Metinde İmamoğlu'ndan ikinci bir Erdoğan çıkarma çabalarının neden beyhude sayıldığını, metnin verdiği gerekçeye dayanarak bir iki cümleyle açıklayın.

Metin —
▼

Yokuş aşağı freni boşalmış kontrolsüz gidişler sonunda feci kazalara sebebiyet vermiştir.
Yarın CHP’lilerin ağzından dökülecek şu cümleleri şimdiden duyar gibiyim: “Bu İmamoğlu’nu CHP’ye Erdoğan gönderdi, CHP’yi dağıtsın” diye.
Terennümler başladı mı ne?
Batı merkezleri ve beşinci kolcuların İmamoğlu’ndan ikinci bir Erdoğan çıkarma çabaları beyhudedir.
Erdoğan olunmaz, Erdoğan doğulur.
Sevgiyi kalplere zoraki monte edemezsiniz, ancak hizmet ile yoğurur, Allah’ta nasip ederse içini doldurursunuz.

▲

(Kayıtlı veri girdileri)

▼

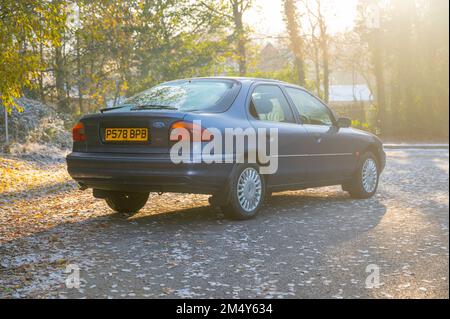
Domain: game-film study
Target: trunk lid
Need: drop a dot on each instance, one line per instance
(157, 122)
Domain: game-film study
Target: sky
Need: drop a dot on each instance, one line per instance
(266, 17)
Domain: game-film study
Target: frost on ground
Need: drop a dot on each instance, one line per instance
(307, 244)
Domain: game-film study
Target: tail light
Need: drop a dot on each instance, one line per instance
(78, 133)
(204, 136)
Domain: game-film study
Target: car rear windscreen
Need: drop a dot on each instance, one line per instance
(201, 95)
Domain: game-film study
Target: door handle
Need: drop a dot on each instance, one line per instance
(318, 137)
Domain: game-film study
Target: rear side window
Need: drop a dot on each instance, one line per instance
(188, 96)
(311, 110)
(268, 103)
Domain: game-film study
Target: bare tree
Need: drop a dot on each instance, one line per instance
(318, 21)
(296, 41)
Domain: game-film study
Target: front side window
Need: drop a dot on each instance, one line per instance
(187, 96)
(269, 104)
(311, 110)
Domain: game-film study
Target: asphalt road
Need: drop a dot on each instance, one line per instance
(306, 244)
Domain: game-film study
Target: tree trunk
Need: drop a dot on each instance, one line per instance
(295, 39)
(60, 79)
(241, 37)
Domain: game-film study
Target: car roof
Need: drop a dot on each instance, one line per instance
(241, 79)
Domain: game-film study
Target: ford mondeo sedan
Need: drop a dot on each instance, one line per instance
(237, 139)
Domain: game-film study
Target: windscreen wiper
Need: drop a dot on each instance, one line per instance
(113, 108)
(153, 107)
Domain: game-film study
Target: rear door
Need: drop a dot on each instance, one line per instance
(269, 108)
(330, 151)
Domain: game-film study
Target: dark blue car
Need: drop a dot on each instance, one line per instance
(124, 153)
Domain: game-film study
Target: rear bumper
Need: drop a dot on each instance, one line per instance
(153, 173)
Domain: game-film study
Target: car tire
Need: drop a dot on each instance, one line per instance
(246, 193)
(365, 181)
(126, 203)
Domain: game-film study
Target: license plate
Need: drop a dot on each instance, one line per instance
(126, 135)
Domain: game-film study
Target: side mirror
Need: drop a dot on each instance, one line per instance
(344, 122)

▲

Görev Çıktısı — Metne göre bu çabalar beyhudedir, çünkü "Erdoğan olunmaz, Erdoğan doğulur." Yani biri sonradan Erdoğan'a dönüştürülemez; bu nitelik doğuştan gelir.